EXERCISES TO COMPLETE:
(1) Summarize the search warrant opinion excerpt in two sentences.
(2) Reproduce word for word the part of the search warrant opinion excerpt between "In United States" and "(internal citation omitted).", inclusive.

(SELECTED TEXT begins)

In Crews, we explained that:
For the good faith reliance exception to apply, the officers must have relied on the search warrant in an objectively reasonable manner. United States v. Clark, 31 F.3d 831, 835 (9th Cir.1994). The affidavit “must establish at least a colorable argument for probable cause” for the exception to apply. United States v. Luong, 470 F.3d 898, 903 (9th Cir.2006). Therefore, if there is a color-able argument that the search of Apartment 3 was supported by probable cause, the officer’s reliance on the search warrant was objectively reasonable.
In United States v. Shi, 525 F.3d 709, 731 (9th Cir.2008), we reiterated “[g]ood faith reliance exists if the agents’ affidavit establishes ‘at least a colorable argument for probable cause,’ and the agents relied on the search warrant in an objectively reasonable manner.” (internal citation omitted).
We conclude that the district court reasonably determined that in 2002 — four years prior to our opinion in Battershell— there was a “colorable argument for probable cause” for the issuance of the search warrant based on the circumstances under which the 15 computers were found and the discovery of the suspect photograph by Agent Reynolds in his initial search of the computers. As the district court noted, there is no showing that “Agent Reynolds lied, was untruthful, gave false information, or misled the magistrate in any way,” and the presence of 15 computers, some linked together, was obviously “unusual.” We agree that if the warrant itself lacks probable cause, the Leon good-faith exception applies, and the evidence need not be suppressed.
Finally, although not addressed by the parties, we note that the search took place on a military base and that our case law at least suggests that civilians such as Krupa impliedly consent to searches when they enter a military base. See Morgan v. United States, 323 F.3d 776, 778 (9th Cir.2003) (holding that a warrantless search of a person seeking to enter Edwards Air Force Base may be deemed reasonable based on the implied consent of the person searched).
In sum, giving the appropriate deference to Colonel LaFave’s determination as required by Gates, 462 U.S. 213, 103 S.Ct. 2317, and our own precedent, we conclude that he could have reasonably determined *1180that there was probable cause to support the issuance of the search warrant. Alternatively, even if we were to determine that there was not probable cause for the warrant, we would affirm the district court’s determination that the warrant fit within the good-faith exception set forth in Leon, 468 U.S. 897, 104 S.Ct. 3405. Accordingly, the district court’s denial of Krupa’s motion to suppress is AFFIRMED.
. Krupa’s appeal does not question the propriety of Colonel LaFave acting as the issuing magistrate.
. Ultimately 52 images and an additional 48 movies of child pornography were located within the computers.
. The Supreme Court has granted cert to review Millender, cert. granted 79 U.S.L.W. 3727 (U.S. June 27, 2011) (No. 10-704).
. The difficulty inherent in determining whether a photograph of a minor is a "lascivious exhibition of the genitals or pubic area” as proscribed by 18 U.S.C. § 2256(2)(A)(v), the issue in Battershell is illustrated by the subsequent opinion in Hill, 459 F.3d 966. In Hill, we determined that a state judge finding of probable cause was “well within his discretion,” even though tire description of the photographs (on which the judge issued the warrant) was not very different from the description of the first photograph in Batter-shell. See Hill, 459 F.3d at 968-69, 972. Moreover, Battershell and Hill were decided well after Colonel LaFave issued the search warrant in this case and thus were not available to guide his decision.

(SELECTED TEXT ends)
(LISTED RECORDS begins)

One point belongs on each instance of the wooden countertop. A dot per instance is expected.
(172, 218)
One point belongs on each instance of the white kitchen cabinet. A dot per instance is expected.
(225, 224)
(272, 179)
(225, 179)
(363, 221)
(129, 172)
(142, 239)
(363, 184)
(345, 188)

(LISTED RECORDS ends)

TASK-BY-TASK RESULTS:
(1) The court concludes that Colonel LaFave could reasonably have found probable cause to issue the search warrant. Alternatively, there was a colorable argument for probable cause, so the Leon good-faith exception would apply, and the court affirms the district court's denial of Krupa's motion to suppress.

(2)
In United States v. Shi, 525 F.3d 709, 731 (9th Cir.2008), we reiterated “[g]ood faith reliance exists if the agents’ affidavit establishes ‘at least a colorable argument for probable cause,’ and the agents relied on the search warrant in an objectively reasonable manner.” (internal citation omitted).